- Referring expression pointing data:

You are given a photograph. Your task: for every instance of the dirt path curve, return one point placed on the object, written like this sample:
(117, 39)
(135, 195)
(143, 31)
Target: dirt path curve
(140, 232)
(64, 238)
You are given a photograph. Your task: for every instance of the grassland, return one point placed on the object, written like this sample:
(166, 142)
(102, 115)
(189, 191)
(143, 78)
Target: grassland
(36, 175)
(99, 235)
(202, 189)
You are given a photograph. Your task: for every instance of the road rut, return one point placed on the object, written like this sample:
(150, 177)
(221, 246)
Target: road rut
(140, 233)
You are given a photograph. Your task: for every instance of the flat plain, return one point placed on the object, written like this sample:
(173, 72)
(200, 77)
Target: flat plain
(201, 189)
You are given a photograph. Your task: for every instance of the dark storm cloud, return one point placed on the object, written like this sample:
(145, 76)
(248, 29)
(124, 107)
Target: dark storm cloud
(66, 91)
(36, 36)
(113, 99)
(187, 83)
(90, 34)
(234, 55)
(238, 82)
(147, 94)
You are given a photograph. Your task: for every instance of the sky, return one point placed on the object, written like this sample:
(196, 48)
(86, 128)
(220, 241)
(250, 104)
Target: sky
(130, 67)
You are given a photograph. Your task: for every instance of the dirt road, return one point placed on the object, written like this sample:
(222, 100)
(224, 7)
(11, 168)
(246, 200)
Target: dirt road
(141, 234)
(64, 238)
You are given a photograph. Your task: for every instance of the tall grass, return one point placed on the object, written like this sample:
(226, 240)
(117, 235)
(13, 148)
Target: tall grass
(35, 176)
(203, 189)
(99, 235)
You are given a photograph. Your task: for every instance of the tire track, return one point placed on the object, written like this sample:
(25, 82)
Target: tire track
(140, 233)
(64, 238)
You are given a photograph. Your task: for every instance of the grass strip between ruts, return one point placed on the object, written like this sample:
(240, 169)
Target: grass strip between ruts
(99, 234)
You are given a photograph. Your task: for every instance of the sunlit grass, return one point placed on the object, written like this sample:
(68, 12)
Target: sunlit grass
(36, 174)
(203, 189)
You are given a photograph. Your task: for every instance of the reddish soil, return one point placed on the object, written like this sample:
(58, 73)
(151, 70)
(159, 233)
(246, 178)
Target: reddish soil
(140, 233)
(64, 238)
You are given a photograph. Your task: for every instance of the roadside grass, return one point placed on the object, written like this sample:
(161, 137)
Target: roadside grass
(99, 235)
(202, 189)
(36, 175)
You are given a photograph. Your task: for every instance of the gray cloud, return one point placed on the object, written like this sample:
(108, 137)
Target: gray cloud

- Description of the task:
Set every record down again, exactly as given.

- Your response:
You are given a photograph. Your task: for every instance of the dirt path curve, return one point placed on the object, written like this sample:
(117, 39)
(135, 195)
(143, 31)
Target: dirt path curve
(140, 232)
(64, 238)
You are given a photograph. Your task: for every instance of the grassland, return one point placed on the object, written like this sample:
(166, 142)
(102, 115)
(189, 191)
(143, 78)
Target: grassland
(36, 175)
(99, 235)
(202, 189)
You are given a photograph. Your task: for every instance of the road rut, return one point placed on the object, written like this sample:
(150, 177)
(221, 246)
Target: road rut
(140, 233)
You are given a photograph. Your task: for every instance of the flat plain, return one point placed on the object, written like this sample:
(173, 72)
(200, 77)
Target: flat plain
(201, 189)
You are given a photograph. Your task: for every instance of the dark storm cloud, return one point placed on the object, written like this sample:
(145, 76)
(248, 29)
(124, 107)
Target: dark storm cloud
(66, 91)
(36, 36)
(113, 99)
(187, 83)
(90, 34)
(234, 55)
(238, 82)
(147, 94)
You are given a photograph. Your task: for every instance of the sky, return one point placed on the object, written like this sample:
(196, 48)
(86, 128)
(220, 241)
(250, 104)
Target: sky
(130, 67)
You are given a photograph. Your task: for every instance of the dirt road, return one point placed on the object, written like this sample:
(222, 100)
(224, 7)
(11, 168)
(246, 200)
Target: dirt road
(141, 234)
(64, 238)
You are given a photograph. Your task: for every instance of the tall grass, return one point placed on the object, written like this sample:
(226, 240)
(117, 235)
(13, 148)
Target: tall grass
(35, 176)
(203, 189)
(99, 235)
You are given a photograph. Your task: for every instance of the tire track, return one point placed on the object, written like this sample:
(25, 82)
Target: tire track
(140, 233)
(64, 238)
You are given a photograph. Your task: for every instance of the grass strip between ruts, return one point placed on the object, written like this sample:
(240, 169)
Target: grass strip between ruts
(99, 234)
You are given a photograph. Your task: for every instance of the sunlit grass, return one point placed on the object, written like this sample:
(68, 12)
Target: sunlit grass
(36, 174)
(203, 189)
You are given a photograph. Your task: for every instance of the reddish soil, return one point placed on the object, written like this sample:
(58, 73)
(151, 70)
(159, 233)
(246, 178)
Target: reddish soil
(140, 233)
(64, 238)
You are given a photograph. Your task: for every instance of the roadside grass, return one point placed on the object, written like this sample:
(161, 137)
Target: roadside grass
(99, 235)
(202, 189)
(36, 175)
You are given a photograph. Your task: for every instance of the gray cloud, return one point placed on the object, written like this sample:
(108, 137)
Target: gray cloud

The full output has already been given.